• EXERCISE DESCRIPTION
Copy the entries from the line with "Expected: a point inside each instance of the barred" to the line with "point(514, 444)", switching "Target" to "Object" and keeping everything else the same. Omit the pictures.

• RECORDS FOR THE TASK
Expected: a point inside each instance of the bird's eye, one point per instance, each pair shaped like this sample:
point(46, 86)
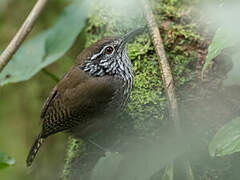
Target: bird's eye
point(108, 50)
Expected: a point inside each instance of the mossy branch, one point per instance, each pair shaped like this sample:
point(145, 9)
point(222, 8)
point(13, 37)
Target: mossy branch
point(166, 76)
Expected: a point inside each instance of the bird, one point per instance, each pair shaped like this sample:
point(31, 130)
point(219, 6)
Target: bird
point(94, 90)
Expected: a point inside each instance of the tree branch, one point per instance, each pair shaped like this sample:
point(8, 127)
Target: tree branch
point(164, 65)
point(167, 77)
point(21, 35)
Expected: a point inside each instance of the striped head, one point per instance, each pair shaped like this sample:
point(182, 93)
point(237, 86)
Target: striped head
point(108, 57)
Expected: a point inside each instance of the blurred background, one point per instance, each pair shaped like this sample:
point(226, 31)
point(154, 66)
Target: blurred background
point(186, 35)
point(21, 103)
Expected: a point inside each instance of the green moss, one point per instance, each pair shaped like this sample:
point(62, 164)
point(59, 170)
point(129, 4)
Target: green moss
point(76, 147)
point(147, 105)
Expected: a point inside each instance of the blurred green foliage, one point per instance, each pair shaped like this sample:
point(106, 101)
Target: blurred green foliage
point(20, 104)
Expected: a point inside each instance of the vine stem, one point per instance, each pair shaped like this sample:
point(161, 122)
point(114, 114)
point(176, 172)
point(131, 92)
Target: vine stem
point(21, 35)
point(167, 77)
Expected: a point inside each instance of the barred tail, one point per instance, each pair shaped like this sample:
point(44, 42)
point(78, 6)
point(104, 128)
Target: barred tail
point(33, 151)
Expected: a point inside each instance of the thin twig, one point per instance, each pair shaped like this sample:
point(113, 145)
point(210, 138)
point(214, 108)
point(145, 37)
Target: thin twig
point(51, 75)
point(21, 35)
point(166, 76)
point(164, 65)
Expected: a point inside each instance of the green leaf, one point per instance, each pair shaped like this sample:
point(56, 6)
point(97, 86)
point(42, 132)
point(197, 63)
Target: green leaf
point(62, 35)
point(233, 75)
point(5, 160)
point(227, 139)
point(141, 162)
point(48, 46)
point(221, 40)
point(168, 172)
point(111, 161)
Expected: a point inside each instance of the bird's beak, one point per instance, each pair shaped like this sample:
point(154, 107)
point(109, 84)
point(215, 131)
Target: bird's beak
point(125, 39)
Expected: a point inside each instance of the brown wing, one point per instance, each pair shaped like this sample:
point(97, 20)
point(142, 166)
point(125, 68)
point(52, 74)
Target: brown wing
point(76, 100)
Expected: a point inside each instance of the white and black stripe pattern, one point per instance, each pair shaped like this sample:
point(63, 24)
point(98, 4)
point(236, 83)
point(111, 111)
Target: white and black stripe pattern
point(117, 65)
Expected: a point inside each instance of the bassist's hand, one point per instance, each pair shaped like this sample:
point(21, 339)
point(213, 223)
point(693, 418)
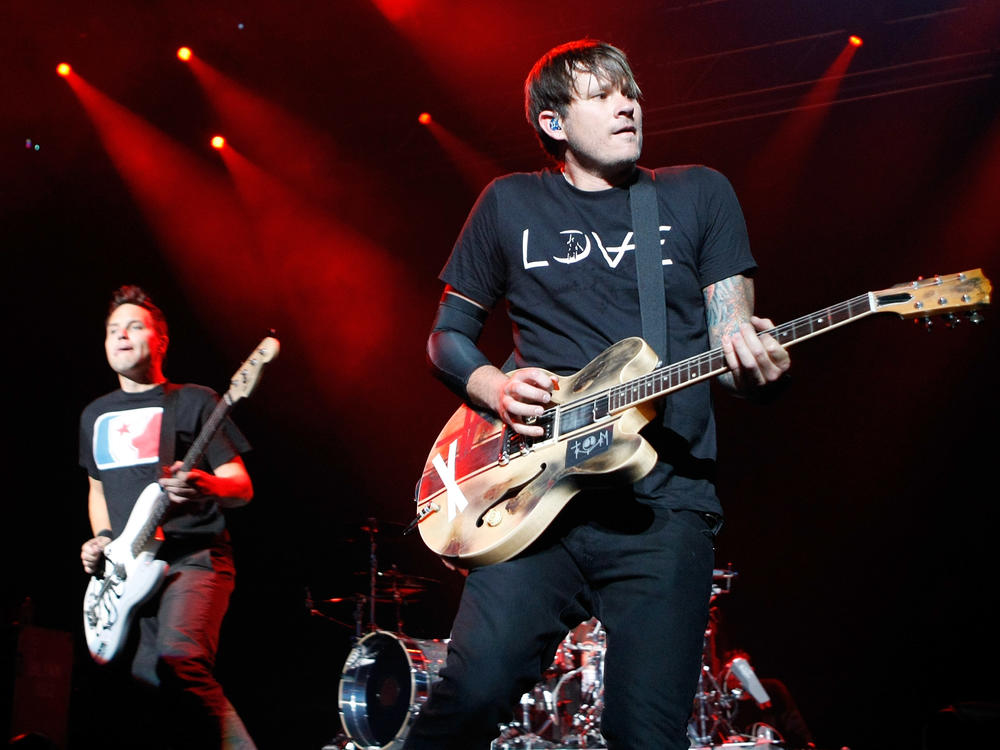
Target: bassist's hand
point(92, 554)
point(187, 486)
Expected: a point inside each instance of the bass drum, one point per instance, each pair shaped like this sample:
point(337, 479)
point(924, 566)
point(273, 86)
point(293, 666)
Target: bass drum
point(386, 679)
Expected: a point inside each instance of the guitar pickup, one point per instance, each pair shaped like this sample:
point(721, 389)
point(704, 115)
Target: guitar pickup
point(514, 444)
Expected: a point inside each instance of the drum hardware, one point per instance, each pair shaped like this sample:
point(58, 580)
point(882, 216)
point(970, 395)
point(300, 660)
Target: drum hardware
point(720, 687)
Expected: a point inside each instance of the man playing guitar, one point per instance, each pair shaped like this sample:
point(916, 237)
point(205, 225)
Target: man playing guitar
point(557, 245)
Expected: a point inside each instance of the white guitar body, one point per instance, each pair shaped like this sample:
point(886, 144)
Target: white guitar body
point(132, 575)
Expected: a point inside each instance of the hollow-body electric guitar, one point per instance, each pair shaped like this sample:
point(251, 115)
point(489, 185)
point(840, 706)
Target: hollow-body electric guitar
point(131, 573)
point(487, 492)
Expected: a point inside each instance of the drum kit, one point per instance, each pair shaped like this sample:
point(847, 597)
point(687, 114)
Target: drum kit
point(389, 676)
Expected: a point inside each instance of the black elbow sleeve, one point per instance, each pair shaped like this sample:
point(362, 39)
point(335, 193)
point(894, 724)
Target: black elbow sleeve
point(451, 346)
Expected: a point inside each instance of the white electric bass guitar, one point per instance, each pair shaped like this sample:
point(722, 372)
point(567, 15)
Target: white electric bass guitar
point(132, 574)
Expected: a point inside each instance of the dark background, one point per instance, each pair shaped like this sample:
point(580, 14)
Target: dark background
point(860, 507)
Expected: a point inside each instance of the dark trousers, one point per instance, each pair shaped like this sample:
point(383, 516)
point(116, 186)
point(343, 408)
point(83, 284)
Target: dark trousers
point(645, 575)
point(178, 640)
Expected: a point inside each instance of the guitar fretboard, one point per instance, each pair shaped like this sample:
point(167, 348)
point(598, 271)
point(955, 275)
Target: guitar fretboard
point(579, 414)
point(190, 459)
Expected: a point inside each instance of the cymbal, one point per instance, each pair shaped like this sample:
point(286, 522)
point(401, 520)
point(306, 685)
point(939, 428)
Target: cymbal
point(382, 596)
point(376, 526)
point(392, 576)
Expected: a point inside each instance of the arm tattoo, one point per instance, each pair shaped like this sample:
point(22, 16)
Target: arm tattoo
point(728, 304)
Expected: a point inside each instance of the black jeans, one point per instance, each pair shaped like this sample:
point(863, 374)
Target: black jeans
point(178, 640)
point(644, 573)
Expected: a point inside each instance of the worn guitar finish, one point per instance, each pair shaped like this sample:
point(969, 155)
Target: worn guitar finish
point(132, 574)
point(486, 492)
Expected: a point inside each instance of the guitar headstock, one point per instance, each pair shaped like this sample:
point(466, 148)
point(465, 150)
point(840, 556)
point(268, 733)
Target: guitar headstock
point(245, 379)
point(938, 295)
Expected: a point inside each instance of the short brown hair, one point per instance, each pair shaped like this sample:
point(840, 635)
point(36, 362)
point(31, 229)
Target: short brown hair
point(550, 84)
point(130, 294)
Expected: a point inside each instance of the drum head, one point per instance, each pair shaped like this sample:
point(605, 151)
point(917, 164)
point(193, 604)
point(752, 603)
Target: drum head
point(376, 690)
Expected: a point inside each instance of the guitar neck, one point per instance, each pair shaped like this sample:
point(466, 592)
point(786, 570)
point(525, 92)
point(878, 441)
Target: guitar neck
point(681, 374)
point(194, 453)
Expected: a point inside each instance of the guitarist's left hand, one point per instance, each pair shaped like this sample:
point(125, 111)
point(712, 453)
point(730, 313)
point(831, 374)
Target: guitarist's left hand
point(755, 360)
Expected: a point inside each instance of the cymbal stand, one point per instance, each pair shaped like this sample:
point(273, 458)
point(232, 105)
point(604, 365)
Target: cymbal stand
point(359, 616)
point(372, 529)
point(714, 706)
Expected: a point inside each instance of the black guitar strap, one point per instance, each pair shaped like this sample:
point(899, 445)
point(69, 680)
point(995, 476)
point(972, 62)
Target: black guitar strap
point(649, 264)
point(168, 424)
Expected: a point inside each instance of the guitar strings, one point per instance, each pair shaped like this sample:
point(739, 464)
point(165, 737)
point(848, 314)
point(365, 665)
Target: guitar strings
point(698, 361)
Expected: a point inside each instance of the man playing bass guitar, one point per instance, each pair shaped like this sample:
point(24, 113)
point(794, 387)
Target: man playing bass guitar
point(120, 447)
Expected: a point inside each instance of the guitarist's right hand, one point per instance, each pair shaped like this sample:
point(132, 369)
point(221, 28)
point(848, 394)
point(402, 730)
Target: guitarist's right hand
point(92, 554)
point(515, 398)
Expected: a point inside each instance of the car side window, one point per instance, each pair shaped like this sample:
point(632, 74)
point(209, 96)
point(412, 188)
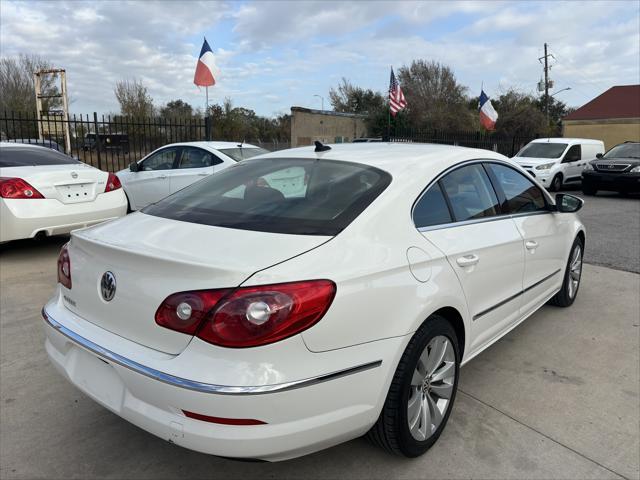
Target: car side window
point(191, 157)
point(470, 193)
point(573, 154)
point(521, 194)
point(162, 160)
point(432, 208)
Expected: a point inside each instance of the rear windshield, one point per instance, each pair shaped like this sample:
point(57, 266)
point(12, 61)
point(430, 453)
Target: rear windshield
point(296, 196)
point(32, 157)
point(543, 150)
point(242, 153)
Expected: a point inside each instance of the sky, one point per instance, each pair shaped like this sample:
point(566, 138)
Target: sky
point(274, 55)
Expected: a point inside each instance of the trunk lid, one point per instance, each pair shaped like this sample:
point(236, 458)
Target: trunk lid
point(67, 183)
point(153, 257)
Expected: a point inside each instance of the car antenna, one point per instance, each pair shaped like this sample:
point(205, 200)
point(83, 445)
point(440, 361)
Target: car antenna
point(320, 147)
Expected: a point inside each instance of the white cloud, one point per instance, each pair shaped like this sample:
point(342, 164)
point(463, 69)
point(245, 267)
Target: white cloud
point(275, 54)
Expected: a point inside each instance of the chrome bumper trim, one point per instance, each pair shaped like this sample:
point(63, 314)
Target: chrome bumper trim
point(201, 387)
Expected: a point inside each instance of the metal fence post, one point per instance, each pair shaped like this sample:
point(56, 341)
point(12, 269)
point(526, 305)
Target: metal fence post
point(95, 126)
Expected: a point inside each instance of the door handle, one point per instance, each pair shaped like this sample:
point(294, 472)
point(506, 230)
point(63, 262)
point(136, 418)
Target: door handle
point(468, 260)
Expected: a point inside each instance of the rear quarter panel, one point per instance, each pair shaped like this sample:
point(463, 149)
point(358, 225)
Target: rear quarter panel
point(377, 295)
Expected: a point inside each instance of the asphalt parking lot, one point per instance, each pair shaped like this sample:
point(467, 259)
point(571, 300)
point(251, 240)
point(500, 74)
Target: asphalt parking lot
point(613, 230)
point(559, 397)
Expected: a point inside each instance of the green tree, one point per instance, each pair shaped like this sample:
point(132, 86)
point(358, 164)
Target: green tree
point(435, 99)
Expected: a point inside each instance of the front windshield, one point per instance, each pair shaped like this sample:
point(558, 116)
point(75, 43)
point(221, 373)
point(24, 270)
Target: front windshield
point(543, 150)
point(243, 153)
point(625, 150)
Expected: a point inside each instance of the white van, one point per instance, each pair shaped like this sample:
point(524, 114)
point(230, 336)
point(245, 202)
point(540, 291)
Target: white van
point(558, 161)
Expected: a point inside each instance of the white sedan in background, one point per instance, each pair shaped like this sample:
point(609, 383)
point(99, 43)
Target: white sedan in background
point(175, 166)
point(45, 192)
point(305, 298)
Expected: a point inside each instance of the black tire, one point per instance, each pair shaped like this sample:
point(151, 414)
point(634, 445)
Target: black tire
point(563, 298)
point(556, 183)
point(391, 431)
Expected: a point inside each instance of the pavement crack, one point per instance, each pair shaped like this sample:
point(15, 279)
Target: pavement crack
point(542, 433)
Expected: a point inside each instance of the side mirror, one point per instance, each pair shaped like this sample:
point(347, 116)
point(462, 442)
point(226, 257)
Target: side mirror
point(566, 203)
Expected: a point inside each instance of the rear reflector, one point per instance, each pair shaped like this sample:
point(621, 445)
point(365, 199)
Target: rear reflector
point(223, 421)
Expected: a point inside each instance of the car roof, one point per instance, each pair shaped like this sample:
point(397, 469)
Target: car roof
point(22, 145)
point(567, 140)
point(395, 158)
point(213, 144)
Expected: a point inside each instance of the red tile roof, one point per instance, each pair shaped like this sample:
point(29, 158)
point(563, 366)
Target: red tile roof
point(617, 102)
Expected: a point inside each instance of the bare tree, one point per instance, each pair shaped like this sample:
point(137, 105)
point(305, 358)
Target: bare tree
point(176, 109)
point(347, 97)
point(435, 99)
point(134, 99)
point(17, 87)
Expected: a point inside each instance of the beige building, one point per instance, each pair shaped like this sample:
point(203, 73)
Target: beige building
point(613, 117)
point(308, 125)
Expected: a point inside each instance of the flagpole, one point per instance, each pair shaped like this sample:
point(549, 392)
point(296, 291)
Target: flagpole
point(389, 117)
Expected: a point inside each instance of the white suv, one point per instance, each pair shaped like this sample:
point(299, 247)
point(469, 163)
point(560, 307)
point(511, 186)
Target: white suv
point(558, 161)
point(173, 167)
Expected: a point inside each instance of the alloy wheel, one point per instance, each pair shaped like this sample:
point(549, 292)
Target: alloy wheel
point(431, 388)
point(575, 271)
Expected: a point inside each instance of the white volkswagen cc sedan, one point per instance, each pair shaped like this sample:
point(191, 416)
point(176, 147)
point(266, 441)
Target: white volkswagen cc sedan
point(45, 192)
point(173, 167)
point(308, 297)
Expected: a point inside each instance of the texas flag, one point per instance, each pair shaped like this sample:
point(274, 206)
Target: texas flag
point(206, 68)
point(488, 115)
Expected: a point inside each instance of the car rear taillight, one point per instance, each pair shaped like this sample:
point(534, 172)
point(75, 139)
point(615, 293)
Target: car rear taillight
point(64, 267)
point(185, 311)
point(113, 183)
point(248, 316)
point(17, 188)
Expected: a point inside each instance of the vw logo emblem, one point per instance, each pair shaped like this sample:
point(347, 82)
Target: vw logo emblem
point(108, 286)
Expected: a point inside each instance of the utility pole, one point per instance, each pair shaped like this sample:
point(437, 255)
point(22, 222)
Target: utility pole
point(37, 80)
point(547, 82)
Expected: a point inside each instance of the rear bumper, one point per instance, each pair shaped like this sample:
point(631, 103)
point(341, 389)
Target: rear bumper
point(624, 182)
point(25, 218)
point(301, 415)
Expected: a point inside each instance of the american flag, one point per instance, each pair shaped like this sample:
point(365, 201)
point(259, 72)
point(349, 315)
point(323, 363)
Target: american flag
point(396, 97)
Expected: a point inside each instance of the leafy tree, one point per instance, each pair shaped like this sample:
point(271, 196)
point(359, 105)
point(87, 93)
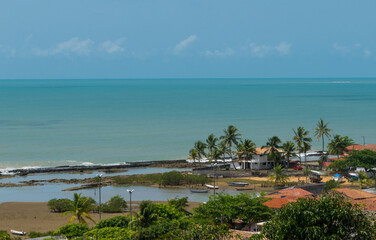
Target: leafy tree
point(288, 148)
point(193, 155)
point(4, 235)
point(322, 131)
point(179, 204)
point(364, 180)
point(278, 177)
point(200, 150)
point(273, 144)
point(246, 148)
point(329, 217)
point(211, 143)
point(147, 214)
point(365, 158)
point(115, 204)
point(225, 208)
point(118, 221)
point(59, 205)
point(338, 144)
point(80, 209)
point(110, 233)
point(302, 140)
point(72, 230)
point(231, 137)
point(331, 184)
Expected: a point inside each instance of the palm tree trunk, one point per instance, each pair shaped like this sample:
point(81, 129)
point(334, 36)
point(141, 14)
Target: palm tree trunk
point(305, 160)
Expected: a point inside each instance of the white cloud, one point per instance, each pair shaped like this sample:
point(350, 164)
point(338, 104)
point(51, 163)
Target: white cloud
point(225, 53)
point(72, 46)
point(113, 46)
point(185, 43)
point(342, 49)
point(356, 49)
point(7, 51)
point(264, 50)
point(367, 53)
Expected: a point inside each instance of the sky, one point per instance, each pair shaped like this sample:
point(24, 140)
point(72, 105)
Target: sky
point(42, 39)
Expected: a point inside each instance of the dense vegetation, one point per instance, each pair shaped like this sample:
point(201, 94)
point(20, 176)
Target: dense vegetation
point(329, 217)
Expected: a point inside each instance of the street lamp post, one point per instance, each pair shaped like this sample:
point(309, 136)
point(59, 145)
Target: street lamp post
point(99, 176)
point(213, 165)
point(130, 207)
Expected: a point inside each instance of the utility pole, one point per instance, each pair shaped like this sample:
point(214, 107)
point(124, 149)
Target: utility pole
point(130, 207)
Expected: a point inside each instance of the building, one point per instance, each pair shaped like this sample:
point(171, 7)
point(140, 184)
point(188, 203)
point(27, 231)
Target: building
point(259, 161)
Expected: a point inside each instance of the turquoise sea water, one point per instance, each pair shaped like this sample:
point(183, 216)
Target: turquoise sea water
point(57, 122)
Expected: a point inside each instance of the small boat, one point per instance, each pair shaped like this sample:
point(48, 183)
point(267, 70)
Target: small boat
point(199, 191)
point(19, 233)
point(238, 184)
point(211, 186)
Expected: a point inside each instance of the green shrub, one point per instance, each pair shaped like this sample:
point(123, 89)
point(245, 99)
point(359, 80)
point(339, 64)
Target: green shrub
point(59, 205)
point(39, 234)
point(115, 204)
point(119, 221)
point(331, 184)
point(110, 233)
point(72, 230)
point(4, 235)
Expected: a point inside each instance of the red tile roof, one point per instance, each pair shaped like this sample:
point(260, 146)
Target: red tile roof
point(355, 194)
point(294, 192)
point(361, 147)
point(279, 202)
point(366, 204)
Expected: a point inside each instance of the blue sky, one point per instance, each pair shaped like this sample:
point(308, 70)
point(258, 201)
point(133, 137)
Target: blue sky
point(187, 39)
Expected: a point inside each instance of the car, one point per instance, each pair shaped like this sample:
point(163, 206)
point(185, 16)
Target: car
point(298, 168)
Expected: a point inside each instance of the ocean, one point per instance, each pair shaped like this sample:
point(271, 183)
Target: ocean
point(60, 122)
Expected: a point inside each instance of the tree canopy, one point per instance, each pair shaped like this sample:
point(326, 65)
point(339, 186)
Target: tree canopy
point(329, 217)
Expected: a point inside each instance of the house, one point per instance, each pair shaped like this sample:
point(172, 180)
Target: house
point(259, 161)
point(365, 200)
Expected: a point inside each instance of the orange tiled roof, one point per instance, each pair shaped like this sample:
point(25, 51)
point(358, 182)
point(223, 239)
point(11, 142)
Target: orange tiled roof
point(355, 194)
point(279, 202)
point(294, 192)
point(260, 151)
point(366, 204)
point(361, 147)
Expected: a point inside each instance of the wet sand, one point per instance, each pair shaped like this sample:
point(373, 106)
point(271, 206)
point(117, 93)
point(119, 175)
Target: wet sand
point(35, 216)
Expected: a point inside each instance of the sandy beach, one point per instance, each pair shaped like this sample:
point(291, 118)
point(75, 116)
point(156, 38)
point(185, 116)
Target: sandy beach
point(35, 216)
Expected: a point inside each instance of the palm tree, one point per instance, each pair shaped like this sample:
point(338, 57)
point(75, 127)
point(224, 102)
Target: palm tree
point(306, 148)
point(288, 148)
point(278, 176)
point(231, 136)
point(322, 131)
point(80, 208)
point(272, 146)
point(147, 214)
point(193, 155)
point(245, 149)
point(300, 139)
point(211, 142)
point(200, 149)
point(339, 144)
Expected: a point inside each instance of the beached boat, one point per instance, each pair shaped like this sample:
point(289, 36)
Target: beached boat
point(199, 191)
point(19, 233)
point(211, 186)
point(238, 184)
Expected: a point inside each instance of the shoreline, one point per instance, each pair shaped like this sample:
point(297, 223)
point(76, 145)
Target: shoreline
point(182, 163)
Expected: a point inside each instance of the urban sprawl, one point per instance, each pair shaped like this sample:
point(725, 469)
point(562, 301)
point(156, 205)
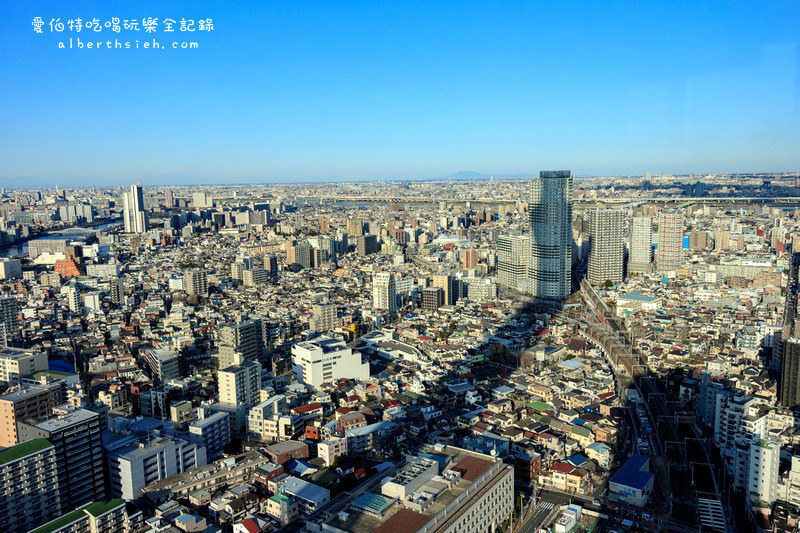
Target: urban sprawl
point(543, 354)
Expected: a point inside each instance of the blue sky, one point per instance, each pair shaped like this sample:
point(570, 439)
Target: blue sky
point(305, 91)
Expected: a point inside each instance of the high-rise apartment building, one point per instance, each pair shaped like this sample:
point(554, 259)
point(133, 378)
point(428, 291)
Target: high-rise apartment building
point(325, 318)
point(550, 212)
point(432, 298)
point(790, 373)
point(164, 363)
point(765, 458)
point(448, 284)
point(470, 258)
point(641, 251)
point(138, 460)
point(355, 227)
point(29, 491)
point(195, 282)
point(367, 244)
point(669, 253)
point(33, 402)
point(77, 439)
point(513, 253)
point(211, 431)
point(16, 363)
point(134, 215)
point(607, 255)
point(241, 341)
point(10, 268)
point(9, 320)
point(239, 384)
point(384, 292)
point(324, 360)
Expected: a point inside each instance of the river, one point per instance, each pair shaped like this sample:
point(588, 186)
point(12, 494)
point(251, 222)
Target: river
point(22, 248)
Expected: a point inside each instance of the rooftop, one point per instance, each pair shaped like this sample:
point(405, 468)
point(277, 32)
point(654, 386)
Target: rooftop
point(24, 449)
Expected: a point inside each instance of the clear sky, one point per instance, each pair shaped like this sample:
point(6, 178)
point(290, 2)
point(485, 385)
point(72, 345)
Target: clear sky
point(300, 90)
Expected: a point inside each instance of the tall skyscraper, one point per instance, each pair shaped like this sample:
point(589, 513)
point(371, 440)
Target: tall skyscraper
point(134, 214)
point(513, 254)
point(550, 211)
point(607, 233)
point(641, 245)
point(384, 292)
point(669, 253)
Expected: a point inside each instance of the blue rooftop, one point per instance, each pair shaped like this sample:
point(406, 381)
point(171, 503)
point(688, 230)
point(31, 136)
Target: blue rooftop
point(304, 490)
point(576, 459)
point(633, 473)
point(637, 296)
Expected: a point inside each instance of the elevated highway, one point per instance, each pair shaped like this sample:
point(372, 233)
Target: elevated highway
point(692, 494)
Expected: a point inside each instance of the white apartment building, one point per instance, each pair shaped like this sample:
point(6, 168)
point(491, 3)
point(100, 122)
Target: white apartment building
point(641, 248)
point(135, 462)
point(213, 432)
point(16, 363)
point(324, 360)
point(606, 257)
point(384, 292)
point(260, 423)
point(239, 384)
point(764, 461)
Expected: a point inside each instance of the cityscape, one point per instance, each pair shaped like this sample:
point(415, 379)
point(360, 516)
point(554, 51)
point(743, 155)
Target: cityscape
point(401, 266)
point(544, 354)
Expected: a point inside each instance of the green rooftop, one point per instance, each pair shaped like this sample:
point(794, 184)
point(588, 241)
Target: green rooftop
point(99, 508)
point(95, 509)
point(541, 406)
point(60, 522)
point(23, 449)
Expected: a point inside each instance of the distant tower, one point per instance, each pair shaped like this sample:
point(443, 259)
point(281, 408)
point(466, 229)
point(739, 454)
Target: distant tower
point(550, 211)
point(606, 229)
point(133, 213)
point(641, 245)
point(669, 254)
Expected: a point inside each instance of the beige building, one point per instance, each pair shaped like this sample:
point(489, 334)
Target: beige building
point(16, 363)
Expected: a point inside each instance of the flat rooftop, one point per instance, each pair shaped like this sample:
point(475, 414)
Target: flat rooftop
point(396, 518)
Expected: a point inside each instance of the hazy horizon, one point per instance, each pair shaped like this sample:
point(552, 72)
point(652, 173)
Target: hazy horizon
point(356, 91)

• SOLVED PROBLEM
Expected: a point inside each instance of the barred tail, one point per instance, each pair shaped like this sample:
point(44, 42)
point(78, 6)
point(104, 128)
Object: barred tail
point(33, 151)
Expected: a point inside each instance of the thin twig, one point per instance, each pair shaped like this sample:
point(113, 145)
point(210, 138)
point(214, 108)
point(145, 37)
Object: thin twig
point(51, 75)
point(21, 35)
point(166, 76)
point(164, 65)
Expected: a point inside each instance of the green leaf, one point per instance, each pair shaped like this sample:
point(56, 6)
point(97, 86)
point(42, 132)
point(197, 63)
Object: green leaf
point(62, 35)
point(233, 75)
point(5, 160)
point(227, 139)
point(141, 162)
point(48, 46)
point(221, 40)
point(168, 172)
point(111, 161)
Expected: a point inside each instance of the bird's beak, one point per instance, each pair shaped like this sample:
point(154, 107)
point(109, 84)
point(215, 131)
Object: bird's beak
point(125, 39)
Expected: a point inside each instance of the brown wing, one point per instance, each pair shaped like this sample:
point(97, 20)
point(142, 166)
point(125, 68)
point(52, 74)
Object: brown wing
point(76, 100)
Expected: a point inside each instance of the white and black stripe pattern, one point per instance, each pair shaped like this sample:
point(63, 24)
point(98, 4)
point(236, 83)
point(111, 111)
Object: white and black stripe pattern
point(117, 65)
Expected: a point inside each instance of the bassist's hand, one point per instance, each pair shaped like this sample:
point(21, 339)
point(213, 223)
point(693, 418)
Object: bassist's hand
point(92, 554)
point(187, 486)
Expected: a point inside each instance of the bass drum, one point per instance, each pair shaped like this sample:
point(337, 479)
point(924, 566)
point(273, 86)
point(293, 666)
Object: bass drum
point(386, 679)
Expected: a point inside each instance of the guitar pickup, one point per instance, each pair shaped like this sample:
point(721, 389)
point(704, 115)
Object: guitar pickup
point(514, 444)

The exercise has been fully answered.